**Set problem:**
Please rewrite the listing below with each "largest disc" changed to "largest circle" and nothing else altered. Leave the pictures out of your version.

─── Task material ───

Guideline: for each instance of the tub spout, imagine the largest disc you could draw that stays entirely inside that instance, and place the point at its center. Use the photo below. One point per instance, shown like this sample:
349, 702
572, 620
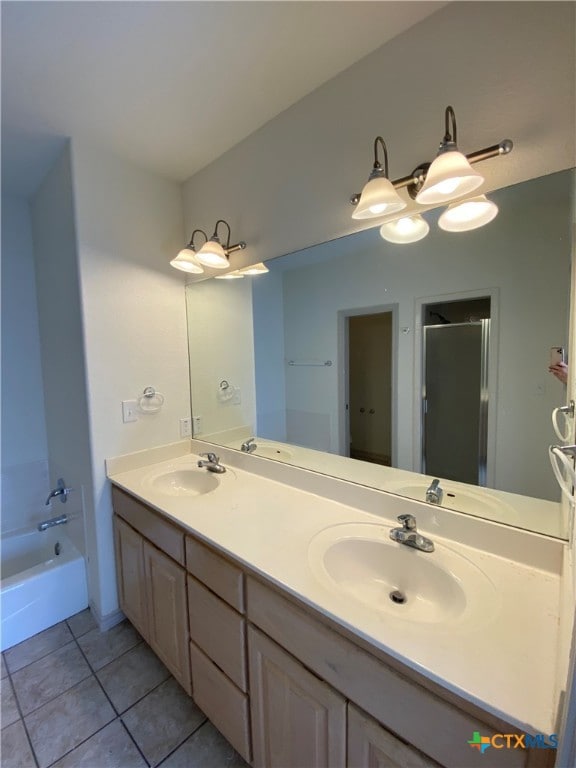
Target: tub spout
45, 524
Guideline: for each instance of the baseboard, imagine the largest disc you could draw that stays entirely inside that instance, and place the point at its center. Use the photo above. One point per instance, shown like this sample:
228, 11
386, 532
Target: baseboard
109, 620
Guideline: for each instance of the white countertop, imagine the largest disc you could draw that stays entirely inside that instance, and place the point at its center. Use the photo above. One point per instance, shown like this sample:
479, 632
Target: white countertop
504, 662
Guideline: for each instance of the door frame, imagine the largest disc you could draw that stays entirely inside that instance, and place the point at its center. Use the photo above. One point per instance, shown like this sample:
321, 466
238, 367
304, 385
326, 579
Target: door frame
492, 383
344, 374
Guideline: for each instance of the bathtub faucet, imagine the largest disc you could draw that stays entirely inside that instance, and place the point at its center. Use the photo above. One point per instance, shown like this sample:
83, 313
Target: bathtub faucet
45, 524
60, 490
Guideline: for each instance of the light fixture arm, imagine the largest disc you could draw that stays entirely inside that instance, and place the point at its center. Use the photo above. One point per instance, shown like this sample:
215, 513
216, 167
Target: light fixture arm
449, 117
377, 164
415, 180
191, 243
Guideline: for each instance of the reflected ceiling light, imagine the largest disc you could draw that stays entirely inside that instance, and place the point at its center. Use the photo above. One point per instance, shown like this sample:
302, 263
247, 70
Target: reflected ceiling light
378, 198
450, 175
230, 276
255, 269
408, 229
214, 254
187, 260
468, 214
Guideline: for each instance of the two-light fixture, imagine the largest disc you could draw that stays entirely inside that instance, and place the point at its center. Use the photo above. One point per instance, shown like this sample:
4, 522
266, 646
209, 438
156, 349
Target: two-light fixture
212, 253
448, 177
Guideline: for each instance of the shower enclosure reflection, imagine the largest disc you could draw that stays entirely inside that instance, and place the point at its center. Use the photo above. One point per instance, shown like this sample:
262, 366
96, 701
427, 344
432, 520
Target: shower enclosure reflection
509, 281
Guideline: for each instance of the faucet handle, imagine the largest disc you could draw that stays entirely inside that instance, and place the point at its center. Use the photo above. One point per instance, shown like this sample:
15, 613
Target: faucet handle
408, 522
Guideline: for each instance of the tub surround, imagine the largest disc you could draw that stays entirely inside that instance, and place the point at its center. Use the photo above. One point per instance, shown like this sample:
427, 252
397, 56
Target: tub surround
505, 664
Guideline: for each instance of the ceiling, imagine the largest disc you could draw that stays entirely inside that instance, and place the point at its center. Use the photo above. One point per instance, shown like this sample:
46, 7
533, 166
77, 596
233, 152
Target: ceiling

───

**Solution:**
Guideline: for each instance of the tub spout, imagine the largest circle you could draw that stays entirely inside that instance, and place the point at its center. Use the photo below. One point per instance, shown like this sample:
349, 702
572, 620
Target: tub spout
45, 524
Guideline: for each instance of the baseboard, imagine the largest circle you could draw that stays entirely inside that instance, and place the point at its center. Use the photo above. One point per instance, shown like this sample:
228, 11
386, 532
Target: baseboard
109, 620
Guideline: for each instance of the white countertop, imagine the largest circle you could draw that stays entirely inside that instance, and place the point at its center. Use the photo above. One point per instance, shown like this sample:
479, 632
Target: white countertop
504, 662
Guideline: for each instance of the door frame, imagine the largest circle you could draw that stays entirely inside that instance, and place the point at its center. Use the photo above. One point per instance, shown like this sample:
321, 466
238, 367
304, 385
326, 579
Target: door frame
492, 383
344, 374
Guideline: for each instance of the bathtub faucet, imagine the largest circle you could draw that stays entirely inside that instance, and place the point at its center. Use the photo above. One point per instance, shown like this sample:
83, 313
Target: bathtub faucet
45, 524
60, 490
Guideline: for each instance of the light fixture arm, imagine the largest circle you could draw that stays entirely inside that instance, and place the point at its center. Use the photo above. One point per instance, shown like this sample:
215, 513
216, 167
Target: light fixture arm
449, 117
377, 164
415, 180
191, 243
Guideline: for each instance of the reflected ceiling light, imagine the largest circle you could draw that stays entirely inside that instance, and place the point at its center. Use the photo above. One point per instance, shown like this sample:
302, 263
247, 70
Target: reflected ceiling light
378, 198
450, 175
230, 276
255, 269
408, 229
214, 254
187, 260
468, 214
Guideline: for each instance of the two-light fixture, imagine the largest circle you could draw that stays entirely inside that instance, and place the point at its center. Use the photo above. One point per instance, shown like this sample:
4, 522
266, 646
209, 438
156, 349
Target: two-light fixture
212, 253
448, 177
Guideline: for each instance of the shower enclosure reflection, imagine the largest circle you could draw that stays entirely inside that instance, and place the point at its center. Use the photo above. One point per instance, shown like this sample:
262, 366
96, 701
427, 344
432, 520
Target: shower enclosure reflection
509, 281
Guideline: for each instance of the faucet handle, imagine the largest circle you could draw that stays entirely inside that instance, and place the point at its center. Use the photo above. One point per instance, shown like this sample:
15, 613
Target: faucet handle
408, 522
Guideline: for each instance of the tub surround, imagine the largest circle you could draw that stays entirely inside that instance, and place the point at its center. Use the photo above. One point per instance, shown like this sample:
427, 252
397, 56
Target: tub surround
505, 664
Guideline: for each instance of the ceiling, imagine the largest circle you could draw that stays entirely inside that instance, and place the point at its center. Use the photo above. One point per instance, shown like this sample:
46, 7
533, 166
77, 596
233, 152
Target: ceiling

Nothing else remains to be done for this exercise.